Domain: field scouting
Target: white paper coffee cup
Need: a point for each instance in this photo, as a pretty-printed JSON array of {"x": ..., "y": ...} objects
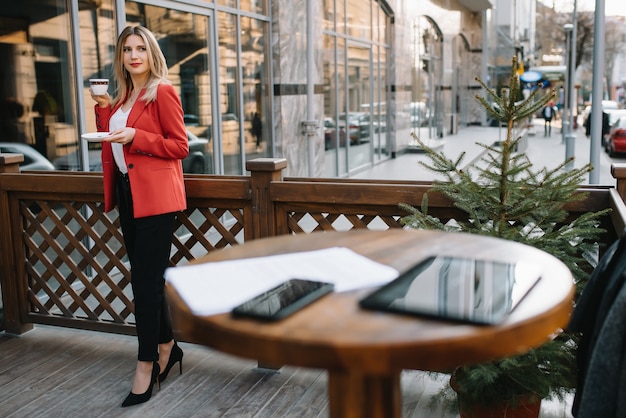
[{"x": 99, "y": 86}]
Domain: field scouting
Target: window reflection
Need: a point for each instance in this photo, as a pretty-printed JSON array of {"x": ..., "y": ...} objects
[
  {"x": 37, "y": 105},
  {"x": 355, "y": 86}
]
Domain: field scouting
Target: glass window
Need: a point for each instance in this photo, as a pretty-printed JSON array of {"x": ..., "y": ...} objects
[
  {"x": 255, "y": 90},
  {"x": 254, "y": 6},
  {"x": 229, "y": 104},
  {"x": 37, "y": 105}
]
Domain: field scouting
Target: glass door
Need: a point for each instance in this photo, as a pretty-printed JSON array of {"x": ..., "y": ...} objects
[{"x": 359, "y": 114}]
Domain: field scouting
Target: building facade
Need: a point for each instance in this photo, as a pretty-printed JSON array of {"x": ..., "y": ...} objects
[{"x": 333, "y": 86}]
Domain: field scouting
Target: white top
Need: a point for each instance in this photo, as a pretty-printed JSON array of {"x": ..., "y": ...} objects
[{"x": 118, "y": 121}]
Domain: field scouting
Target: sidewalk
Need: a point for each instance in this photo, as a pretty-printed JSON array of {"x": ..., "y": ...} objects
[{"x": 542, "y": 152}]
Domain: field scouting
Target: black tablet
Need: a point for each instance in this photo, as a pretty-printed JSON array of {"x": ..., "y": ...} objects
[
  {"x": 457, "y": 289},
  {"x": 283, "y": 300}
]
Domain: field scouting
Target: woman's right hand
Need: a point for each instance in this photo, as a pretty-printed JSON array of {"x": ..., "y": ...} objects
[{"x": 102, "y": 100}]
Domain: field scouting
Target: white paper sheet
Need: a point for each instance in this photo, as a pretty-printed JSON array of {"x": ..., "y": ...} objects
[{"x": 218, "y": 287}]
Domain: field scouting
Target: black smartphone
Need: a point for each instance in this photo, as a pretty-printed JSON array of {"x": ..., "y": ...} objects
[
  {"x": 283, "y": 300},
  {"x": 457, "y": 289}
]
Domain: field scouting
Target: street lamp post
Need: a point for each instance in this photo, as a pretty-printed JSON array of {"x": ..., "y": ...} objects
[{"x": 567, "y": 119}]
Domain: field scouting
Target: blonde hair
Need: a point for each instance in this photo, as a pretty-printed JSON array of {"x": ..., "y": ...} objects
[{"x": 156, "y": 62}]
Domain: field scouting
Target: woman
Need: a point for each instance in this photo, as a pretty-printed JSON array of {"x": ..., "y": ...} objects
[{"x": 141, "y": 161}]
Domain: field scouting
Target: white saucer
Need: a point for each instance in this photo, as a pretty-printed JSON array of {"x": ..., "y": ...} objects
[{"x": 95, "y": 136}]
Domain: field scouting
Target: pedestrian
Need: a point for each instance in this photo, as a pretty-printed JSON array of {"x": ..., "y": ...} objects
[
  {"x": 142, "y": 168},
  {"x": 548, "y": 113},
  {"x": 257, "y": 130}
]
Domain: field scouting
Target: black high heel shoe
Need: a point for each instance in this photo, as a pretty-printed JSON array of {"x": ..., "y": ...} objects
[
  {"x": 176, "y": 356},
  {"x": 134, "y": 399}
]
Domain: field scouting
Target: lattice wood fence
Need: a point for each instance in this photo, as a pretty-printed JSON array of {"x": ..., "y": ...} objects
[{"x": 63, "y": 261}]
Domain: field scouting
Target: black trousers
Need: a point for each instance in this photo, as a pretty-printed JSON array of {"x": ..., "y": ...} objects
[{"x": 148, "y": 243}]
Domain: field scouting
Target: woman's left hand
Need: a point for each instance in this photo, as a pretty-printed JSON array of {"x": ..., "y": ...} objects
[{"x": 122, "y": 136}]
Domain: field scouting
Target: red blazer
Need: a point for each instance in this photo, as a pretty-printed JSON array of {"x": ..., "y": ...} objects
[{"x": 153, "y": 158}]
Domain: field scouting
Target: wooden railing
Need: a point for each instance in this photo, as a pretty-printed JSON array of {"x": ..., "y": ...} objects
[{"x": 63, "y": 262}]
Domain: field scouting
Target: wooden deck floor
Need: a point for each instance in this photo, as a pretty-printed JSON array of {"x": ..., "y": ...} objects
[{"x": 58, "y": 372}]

• • • • • • •

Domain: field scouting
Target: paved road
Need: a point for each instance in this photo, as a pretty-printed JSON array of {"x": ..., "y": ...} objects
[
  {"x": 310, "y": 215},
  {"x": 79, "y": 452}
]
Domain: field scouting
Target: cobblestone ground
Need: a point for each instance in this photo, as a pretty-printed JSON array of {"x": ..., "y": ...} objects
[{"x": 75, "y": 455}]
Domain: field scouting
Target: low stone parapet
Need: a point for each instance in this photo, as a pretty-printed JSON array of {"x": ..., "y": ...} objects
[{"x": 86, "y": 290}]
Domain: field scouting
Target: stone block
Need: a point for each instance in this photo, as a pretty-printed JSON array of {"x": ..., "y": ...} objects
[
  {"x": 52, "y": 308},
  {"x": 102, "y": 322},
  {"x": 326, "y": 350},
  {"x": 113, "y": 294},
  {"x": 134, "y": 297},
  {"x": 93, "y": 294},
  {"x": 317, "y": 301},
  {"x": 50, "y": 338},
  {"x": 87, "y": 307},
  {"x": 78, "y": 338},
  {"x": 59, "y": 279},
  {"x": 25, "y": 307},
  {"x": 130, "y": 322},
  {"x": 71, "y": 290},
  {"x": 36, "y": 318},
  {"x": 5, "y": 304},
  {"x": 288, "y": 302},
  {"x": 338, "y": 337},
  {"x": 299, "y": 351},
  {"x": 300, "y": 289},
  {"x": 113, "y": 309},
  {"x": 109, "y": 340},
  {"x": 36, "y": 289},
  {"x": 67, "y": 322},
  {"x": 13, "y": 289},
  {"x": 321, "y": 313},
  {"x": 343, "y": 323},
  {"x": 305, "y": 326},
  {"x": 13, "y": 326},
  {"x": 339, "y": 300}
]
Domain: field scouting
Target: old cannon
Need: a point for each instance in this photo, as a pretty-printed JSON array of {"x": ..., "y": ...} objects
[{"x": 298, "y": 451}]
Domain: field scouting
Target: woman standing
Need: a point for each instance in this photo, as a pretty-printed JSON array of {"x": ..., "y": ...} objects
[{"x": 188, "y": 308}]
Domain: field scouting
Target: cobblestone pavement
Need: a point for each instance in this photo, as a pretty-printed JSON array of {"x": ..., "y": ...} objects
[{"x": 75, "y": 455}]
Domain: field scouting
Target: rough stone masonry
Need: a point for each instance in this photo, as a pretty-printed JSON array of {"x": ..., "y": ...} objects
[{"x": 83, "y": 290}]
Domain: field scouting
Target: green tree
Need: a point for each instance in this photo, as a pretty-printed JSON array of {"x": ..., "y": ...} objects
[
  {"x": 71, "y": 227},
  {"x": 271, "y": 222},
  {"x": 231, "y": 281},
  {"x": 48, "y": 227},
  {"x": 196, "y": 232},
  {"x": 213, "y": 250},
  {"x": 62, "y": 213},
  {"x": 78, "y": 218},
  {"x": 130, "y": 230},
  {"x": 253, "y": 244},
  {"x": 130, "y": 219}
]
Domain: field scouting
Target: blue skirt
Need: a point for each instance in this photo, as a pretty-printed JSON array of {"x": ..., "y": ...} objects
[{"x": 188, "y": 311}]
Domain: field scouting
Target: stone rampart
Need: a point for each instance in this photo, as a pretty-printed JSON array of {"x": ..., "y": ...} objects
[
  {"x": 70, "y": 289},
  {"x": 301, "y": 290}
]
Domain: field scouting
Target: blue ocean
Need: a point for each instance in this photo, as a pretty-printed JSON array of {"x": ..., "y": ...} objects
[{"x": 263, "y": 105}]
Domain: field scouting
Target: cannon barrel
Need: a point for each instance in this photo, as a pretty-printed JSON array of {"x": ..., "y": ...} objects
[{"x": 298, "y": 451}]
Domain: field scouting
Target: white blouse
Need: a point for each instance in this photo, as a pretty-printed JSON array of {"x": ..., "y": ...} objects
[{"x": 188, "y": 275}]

• • • • • • •

— WHAT YOU WILL DO —
For each line above that contains "wooden", make a copy.

— FINISHED EXERCISE —
Target: wooden railing
Target: wooden deck floor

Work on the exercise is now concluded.